Job: Show each line below that contains the word "Target", copying it in full. Case counts, so the word must match capital for capital.

Recorded data:
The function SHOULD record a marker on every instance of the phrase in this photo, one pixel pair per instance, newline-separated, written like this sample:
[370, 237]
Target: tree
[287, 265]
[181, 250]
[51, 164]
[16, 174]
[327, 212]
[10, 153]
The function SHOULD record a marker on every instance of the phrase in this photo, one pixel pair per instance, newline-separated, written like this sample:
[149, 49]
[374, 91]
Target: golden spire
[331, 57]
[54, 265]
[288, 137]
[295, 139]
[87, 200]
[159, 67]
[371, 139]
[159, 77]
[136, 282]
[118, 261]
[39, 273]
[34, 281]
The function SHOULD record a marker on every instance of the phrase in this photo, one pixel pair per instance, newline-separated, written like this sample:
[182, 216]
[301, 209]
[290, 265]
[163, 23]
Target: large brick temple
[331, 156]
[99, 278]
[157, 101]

==

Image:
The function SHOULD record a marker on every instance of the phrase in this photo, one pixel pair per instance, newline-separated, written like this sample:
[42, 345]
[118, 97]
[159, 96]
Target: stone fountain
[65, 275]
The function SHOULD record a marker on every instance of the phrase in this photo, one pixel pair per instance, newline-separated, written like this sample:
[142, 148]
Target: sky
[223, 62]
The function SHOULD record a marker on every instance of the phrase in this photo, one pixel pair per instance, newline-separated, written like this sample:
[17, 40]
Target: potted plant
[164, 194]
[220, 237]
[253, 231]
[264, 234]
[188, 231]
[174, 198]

Solution to the problem:
Target: tree
Target: golden spire
Target: large brick temple
Target: stone fountain
Target: sky
Target: potted plant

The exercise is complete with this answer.